▸ **Records for this task**
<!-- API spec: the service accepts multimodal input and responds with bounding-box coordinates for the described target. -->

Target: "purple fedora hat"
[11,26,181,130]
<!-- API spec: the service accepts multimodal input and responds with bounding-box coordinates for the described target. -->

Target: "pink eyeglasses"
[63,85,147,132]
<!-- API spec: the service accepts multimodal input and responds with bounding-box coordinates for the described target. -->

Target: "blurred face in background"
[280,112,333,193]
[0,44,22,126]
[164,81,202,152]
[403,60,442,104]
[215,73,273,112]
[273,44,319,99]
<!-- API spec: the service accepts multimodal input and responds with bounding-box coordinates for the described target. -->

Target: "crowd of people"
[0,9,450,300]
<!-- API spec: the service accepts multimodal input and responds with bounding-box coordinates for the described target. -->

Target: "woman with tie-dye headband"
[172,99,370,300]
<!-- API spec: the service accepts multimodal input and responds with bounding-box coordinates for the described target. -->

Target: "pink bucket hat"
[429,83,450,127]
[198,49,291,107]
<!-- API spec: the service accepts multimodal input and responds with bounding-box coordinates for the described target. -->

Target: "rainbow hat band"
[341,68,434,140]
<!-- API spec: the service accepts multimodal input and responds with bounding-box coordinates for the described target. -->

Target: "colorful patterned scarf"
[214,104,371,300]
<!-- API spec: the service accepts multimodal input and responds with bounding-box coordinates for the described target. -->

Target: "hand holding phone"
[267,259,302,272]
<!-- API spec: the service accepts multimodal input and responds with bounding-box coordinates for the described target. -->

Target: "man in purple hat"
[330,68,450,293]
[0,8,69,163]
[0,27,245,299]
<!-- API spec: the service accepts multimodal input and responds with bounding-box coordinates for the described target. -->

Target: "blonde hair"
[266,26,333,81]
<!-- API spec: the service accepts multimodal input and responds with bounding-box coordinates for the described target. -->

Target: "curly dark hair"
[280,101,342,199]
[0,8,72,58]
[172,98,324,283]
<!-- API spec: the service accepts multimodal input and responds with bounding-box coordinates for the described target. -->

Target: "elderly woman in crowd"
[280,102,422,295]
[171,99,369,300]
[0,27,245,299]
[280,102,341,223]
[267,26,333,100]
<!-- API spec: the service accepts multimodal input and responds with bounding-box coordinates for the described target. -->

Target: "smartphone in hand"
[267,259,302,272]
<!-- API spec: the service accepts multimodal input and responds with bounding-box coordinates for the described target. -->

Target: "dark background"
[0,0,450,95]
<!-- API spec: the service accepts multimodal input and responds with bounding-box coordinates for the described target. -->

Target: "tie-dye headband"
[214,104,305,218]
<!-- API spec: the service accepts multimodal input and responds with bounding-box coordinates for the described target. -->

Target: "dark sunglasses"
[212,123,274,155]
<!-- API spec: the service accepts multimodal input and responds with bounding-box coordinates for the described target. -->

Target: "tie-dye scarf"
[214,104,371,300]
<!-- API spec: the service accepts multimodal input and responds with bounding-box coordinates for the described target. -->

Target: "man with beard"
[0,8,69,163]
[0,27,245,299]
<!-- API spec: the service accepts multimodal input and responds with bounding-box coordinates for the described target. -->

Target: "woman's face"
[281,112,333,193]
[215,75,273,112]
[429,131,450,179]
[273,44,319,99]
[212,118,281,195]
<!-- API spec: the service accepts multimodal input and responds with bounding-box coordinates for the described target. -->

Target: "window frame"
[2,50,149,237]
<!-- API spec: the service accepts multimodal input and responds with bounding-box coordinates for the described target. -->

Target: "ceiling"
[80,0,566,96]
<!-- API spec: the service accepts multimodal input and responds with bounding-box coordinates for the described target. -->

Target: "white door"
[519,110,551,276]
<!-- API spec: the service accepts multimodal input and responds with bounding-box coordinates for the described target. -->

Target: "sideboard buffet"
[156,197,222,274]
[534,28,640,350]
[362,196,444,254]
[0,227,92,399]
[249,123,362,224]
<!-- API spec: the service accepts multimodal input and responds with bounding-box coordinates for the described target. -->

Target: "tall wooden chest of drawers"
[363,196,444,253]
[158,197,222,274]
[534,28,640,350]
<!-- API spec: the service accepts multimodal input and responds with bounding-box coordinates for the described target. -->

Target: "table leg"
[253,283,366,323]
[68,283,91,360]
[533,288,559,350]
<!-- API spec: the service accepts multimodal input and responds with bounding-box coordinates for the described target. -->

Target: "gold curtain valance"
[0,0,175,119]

▸ **Given exercise**
Quote every item above verbatim, from the first to the last.

▸ **Answer for this exercise**
<!-- API spec: the service accepts multimodal input and responds with bounding-box coordinates for the described target. -->

Target: "purple fedora hat"
[11,26,181,130]
<!-- API spec: the service accepts multimodal input and responds with bounding-box coordinates for the described target. -->

Target: "pink eyeglasses"
[63,85,147,132]
<!-- API spec: the service accepts multimodal input and responds with bounding-box coordinates for the described target. -->

Target: "blurred face in background"
[280,112,333,193]
[0,44,22,126]
[164,81,202,152]
[403,60,442,104]
[215,73,273,112]
[273,44,319,99]
<!-- API spec: the service accepts multimodal input and responds with bounding-box coordinates for the described target. -->

Target: "crowd of people"
[0,9,450,300]
<!-- API spec: the service accepts multimodal input and responds with bounding-box coordinates for the described target. -->

Target: "woman with tie-dye headband"
[172,99,370,300]
<!-- API spec: the service accepts multimodal input and responds with bounding-box coordinates for the described target. -->

Target: "pink bucket hat"
[429,83,450,127]
[198,49,291,107]
<!-- API spec: the service accepts multimodal input and responds with bounding-box coordinates for the described target. -->

Target: "rainbow hat band"
[341,68,434,140]
<!-- API spec: the service accepts multimodal input and responds with bounding-box coordinates for the described target. -->

Target: "colorful patterned scarf"
[214,104,371,300]
<!-- API spec: the service accepts multimodal input and responds with bounding-box coordinates for the described target. -->

Target: "hand holding phone"
[267,259,302,272]
<!-- API spec: the service accepts multimodal input and responds with bounding-box coordinates for the described target. -->

Target: "man in purple hat"
[330,68,450,293]
[0,8,69,163]
[0,27,245,299]
<!-- API spec: the service accepts multimodal input and responds with bounding-box coordinates for the described target. -->

Target: "blonde hair"
[266,26,333,81]
<!-- API spec: the service accepts multimodal input and responds with bounding-box coordinates for the described target. -->

Target: "curly dark hair"
[280,101,342,199]
[0,8,72,58]
[172,98,324,283]
<!-- API spec: the service accepts multimodal input and responds with bounding-box coordinates for the described target. -->

Target: "elderly woman in crowd"
[280,102,422,295]
[171,99,369,300]
[0,27,245,299]
[280,102,341,223]
[267,26,333,100]
<!-- API spec: the service accepts multimodal input and responds with bounding-box coordinates for the described target. -->

Target: "smartphone in hand"
[267,259,302,272]
<!-- API spec: the service accepts multimodal input and responds with bounding-box coordinates for the described target. -->

Target: "dark background"
[0,0,450,95]
<!-- API spec: the service accepts multimodal input and responds with bounding-box coordinates for the described target. -->

Target: "tie-dye headband"
[214,104,305,218]
<!-- API spec: the service accepts multimodal input and responds with bounding-box coordinates for the described target. -->

Target: "dark sunglasses"
[212,123,274,155]
<!-- API spec: the service accepts multimodal input and responds with bounding-box coordinates for the described target. -->

Target: "tie-dye scarf"
[214,104,371,300]
<!-- API spec: the service accepts multimodal input and responds with bounding-box coordinates for the described target. -->

Target: "man with beard"
[0,8,69,163]
[0,27,245,299]
<!-- API spec: the service accepts multimodal input and responds with bounding-box coordinates for the described target. -->

Target: "woman's face"
[281,112,333,193]
[215,75,273,112]
[429,131,450,179]
[273,44,319,99]
[212,118,281,195]
<!-- API spec: the service accepts multimodal input and responds with bounding-box coordinates for the described target. -->

Target: "window frame"
[2,50,149,237]
<!-- API spec: the service accepts multimodal input and responds with bounding-box coordinates for the described target. -->

Target: "ceiling"
[80,0,566,96]
<!-- API spec: the service accepts multimodal input and responds with bounding-box coordinates for the described target. -->

Target: "white door"
[519,110,551,276]
<!-- API spec: the service accepts multimodal input and responds with bounding-box coordinates for the described target. -->

Target: "sideboard buffet"
[156,197,222,274]
[534,28,640,350]
[362,196,444,254]
[0,227,92,399]
[249,123,362,224]
<!-- API spec: the service accepts multimodal input and responds with bounding-box coordinates for the described target. -->

Target: "tall wooden chest of drawers"
[363,196,444,253]
[158,197,222,274]
[534,28,640,350]
<!-- API spec: the service accepts multimodal input and responds with bounding-box coordinates for the described target. -->

Target: "table leg"
[253,283,366,323]
[68,283,91,360]
[533,288,559,350]
<!-- API spec: the service accepts multimodal input and responds with bounding-box coordinates for the described target. -->

Target: "gold curtain valance"
[0,0,175,119]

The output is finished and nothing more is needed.